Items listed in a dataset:
:::
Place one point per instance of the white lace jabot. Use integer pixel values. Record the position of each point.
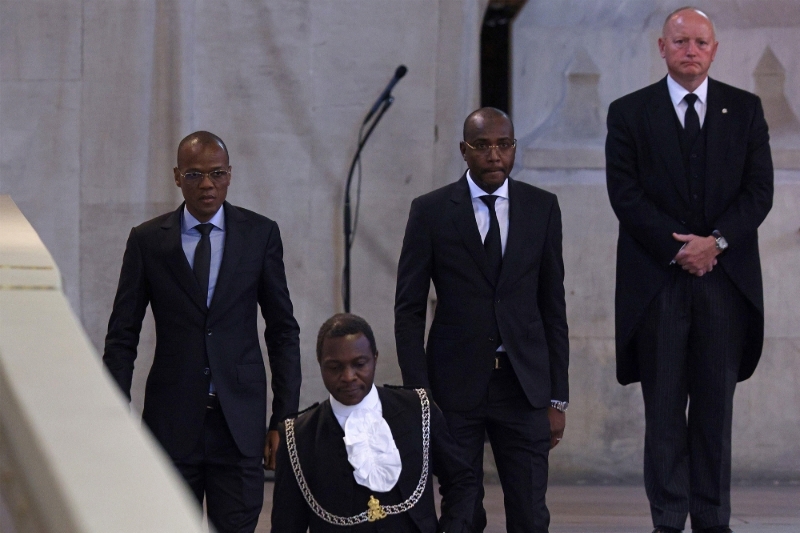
(370, 445)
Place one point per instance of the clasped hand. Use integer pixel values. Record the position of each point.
(698, 255)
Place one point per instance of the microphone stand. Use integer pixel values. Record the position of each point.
(348, 227)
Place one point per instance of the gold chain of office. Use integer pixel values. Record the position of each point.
(375, 510)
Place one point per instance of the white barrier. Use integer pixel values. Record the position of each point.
(72, 458)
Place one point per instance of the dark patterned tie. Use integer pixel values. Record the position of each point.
(691, 122)
(492, 244)
(202, 256)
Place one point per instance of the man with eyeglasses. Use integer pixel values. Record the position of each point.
(497, 353)
(203, 269)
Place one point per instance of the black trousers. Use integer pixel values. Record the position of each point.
(233, 484)
(690, 345)
(520, 440)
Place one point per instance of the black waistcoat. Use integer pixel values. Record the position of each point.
(694, 164)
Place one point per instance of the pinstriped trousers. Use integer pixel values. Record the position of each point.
(689, 346)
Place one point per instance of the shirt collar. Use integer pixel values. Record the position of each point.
(677, 92)
(189, 222)
(477, 192)
(371, 401)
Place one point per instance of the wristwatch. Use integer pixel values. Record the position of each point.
(722, 244)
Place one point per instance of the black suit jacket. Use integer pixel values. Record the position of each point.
(155, 271)
(323, 459)
(442, 243)
(649, 192)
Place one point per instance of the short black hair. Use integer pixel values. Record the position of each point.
(484, 112)
(342, 325)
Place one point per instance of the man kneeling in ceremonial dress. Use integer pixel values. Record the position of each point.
(363, 459)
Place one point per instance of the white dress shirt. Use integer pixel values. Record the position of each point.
(371, 449)
(676, 94)
(190, 238)
(481, 211)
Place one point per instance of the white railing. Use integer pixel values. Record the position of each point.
(72, 458)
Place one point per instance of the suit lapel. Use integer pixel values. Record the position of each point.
(463, 217)
(333, 476)
(661, 115)
(175, 258)
(718, 132)
(393, 413)
(236, 227)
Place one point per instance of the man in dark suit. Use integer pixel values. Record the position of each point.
(203, 269)
(689, 177)
(364, 457)
(498, 350)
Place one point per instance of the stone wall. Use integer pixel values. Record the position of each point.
(571, 61)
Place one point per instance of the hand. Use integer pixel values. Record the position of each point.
(698, 255)
(271, 449)
(558, 421)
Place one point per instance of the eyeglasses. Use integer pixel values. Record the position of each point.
(484, 148)
(195, 176)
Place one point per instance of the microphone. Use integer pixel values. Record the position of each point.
(399, 73)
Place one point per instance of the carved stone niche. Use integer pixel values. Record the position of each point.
(784, 128)
(573, 136)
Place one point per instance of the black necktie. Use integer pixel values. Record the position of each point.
(691, 122)
(492, 244)
(202, 256)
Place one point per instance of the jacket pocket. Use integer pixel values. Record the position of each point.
(250, 373)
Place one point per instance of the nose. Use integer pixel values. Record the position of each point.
(494, 153)
(348, 374)
(206, 182)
:::
> **DIRECTIONS FOR THIS TASK**:
Your task is to reproduce all of the material exactly. The pictures stay out.

> **OUTPUT**:
Place one point per instance of the white lace jabot. Use integer pixel values. Record the position of each point.
(370, 445)
Place one point per instance of the clasped hand. Use integer pixel values. Record the position of each point.
(698, 255)
Place one point per instance of the microphone stand. Use integer pixel values. Record the position of each point.
(348, 227)
Place one point per instance of the gold chain of office. Use integer pixel values. Record the position of each point.
(375, 510)
Place one point per instance of the white barrier. Use integer pixel values. Record the position of each point.
(72, 458)
Place one point per instance of the dark patterned tie. Use integer pixel values. Record the position of each point.
(691, 122)
(492, 244)
(202, 256)
Place one point per instance of the man with eyeglasses. Use integer pixel values. Record the position of each point.
(497, 353)
(203, 269)
Place one point per instance of the black trousers. Use integer pixel values. Record the position of each point.
(233, 484)
(690, 345)
(520, 440)
Place one point per instance of the black waistcoat. Use integer pixel values. Record the position of each point.
(694, 164)
Place one point per instance of the pinstriped trousers. Use integer pixel values. Record the position of each point.
(689, 346)
Place one point per instance of the shirt collar. Use integer pixel values. Record the position of each point.
(677, 92)
(189, 222)
(477, 192)
(371, 401)
Place one point per instance of the wristwatch. Use integer pixel values. Record the position of each point.
(722, 244)
Place one point per instance of the black suit jacket. Use integer pixel values. Record the position of each point.
(155, 271)
(323, 459)
(442, 243)
(649, 192)
Place one point per instance of the short black hair. Use integer pixel values. Record the position of each point.
(484, 112)
(342, 325)
Place one point per instance of the man kneeling in ceremonial dress. Use integer pixel values. Record the position of each point.
(363, 459)
Place one point per instance of the white dress shirt. Use integer pixel values. Record the position of each point.
(371, 449)
(676, 94)
(190, 238)
(481, 211)
Place one point per instance of the white railing. Use integer pixel values. Record the position of each point.
(72, 458)
Place one point per instance of the suit lapel. Use integer pixel values. Record the position of each point.
(463, 217)
(333, 476)
(661, 115)
(175, 258)
(718, 132)
(393, 413)
(236, 227)
Place one point per instance of the man in dark suit. Use integer pixel values. Record the position of each point.
(203, 269)
(689, 177)
(364, 457)
(498, 350)
Place one point per instance of the stone wall. Use integer pixel values. Record the position of each point.
(571, 61)
Place one point per instance of the hand. Use integer pixel values. Record the position of each point.
(698, 255)
(271, 449)
(558, 421)
Place one point per instance of the eyeglasses. Use integer pixel values. Record the position of each point.
(484, 148)
(195, 176)
Place one point per instance of the microphone. Use integer pixel values. Record the position of each point.
(399, 73)
Place one point per instance of the carved stone niche. Use integer pixel values. Record the position of each point.
(784, 128)
(573, 136)
Place one point per instance of the black necktie. Use integer pixel values. Record the position of each point.
(691, 122)
(492, 244)
(202, 256)
Place one point per instance of the jacket pocket. Use integer pixel values. Record the position of each point.
(250, 373)
Place one point per instance of the nose. Use integer pixel values. Record the position of each point.
(494, 153)
(348, 374)
(206, 182)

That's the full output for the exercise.